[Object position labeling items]

**********

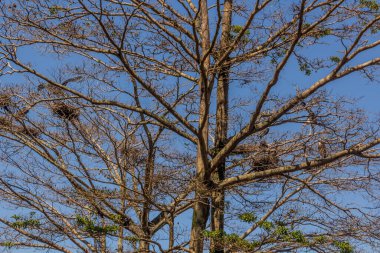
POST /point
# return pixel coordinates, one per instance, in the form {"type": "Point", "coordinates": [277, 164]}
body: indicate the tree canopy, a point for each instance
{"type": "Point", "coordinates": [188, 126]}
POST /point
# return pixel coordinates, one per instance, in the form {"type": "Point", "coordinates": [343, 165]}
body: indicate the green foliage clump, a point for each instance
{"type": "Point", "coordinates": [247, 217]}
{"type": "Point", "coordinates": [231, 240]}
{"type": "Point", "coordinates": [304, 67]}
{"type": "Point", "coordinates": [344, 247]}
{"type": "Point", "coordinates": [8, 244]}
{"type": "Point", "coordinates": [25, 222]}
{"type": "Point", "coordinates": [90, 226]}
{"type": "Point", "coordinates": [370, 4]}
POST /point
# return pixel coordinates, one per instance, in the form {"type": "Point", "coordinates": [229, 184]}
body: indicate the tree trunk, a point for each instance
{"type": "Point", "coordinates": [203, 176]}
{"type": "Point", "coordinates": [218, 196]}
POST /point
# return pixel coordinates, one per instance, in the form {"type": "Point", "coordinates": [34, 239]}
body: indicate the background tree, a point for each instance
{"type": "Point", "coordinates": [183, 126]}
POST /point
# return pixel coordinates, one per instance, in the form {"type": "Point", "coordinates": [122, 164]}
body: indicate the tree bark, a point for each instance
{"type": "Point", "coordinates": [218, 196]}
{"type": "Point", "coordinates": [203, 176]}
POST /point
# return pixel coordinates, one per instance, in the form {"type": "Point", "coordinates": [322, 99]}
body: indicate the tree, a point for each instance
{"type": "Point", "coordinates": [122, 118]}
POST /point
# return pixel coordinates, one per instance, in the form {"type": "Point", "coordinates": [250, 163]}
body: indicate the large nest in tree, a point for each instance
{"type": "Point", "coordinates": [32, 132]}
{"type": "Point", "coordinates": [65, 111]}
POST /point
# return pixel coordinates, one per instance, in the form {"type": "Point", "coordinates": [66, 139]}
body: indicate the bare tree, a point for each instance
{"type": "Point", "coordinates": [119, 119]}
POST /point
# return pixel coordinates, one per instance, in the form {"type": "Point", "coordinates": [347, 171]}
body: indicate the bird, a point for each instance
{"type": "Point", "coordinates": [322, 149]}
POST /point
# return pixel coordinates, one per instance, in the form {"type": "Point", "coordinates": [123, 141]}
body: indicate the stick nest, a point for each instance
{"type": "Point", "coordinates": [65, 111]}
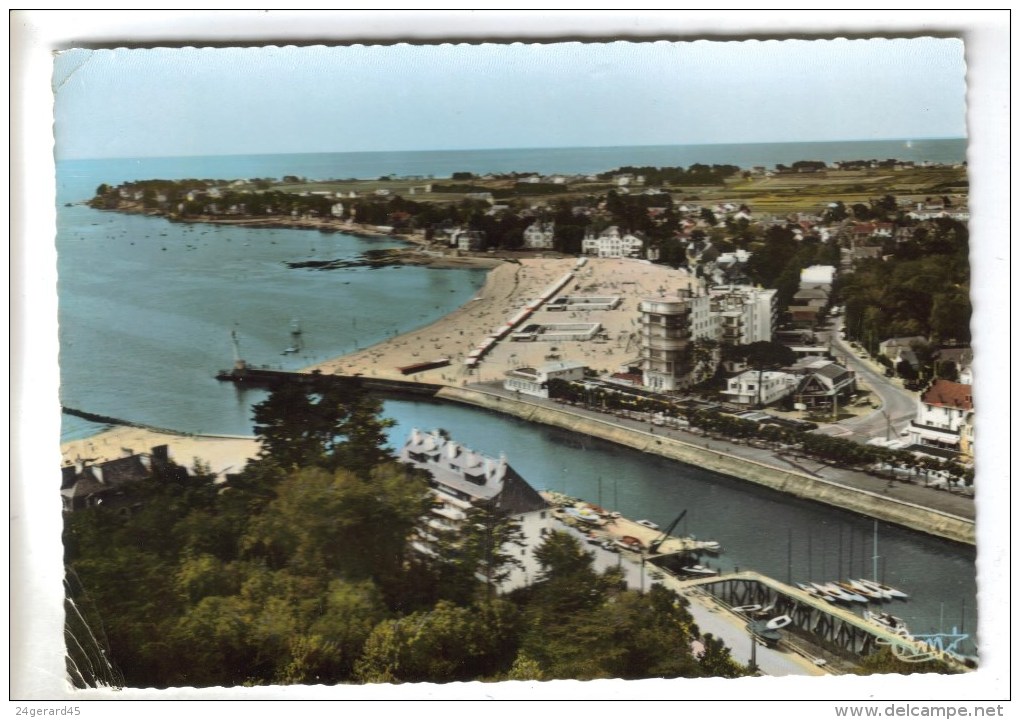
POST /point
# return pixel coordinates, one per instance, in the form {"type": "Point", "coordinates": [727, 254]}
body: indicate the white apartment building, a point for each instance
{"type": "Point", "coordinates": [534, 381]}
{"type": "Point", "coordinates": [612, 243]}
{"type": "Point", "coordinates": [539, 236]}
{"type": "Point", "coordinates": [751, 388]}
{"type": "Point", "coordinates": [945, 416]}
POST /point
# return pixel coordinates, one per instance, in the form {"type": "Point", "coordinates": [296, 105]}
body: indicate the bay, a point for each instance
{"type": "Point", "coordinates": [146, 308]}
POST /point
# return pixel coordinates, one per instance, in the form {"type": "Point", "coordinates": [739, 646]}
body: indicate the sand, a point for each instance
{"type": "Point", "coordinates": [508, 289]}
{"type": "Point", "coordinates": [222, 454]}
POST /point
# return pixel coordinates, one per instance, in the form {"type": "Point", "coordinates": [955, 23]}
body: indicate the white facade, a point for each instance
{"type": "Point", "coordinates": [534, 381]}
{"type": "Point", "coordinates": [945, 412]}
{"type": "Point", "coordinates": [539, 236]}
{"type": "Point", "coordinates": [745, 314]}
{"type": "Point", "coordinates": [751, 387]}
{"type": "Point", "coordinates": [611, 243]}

**********

### Problem to solve
Count the lines in the items above that contain the string "white", with case counting, and reply with only the number.

### Exercise result
2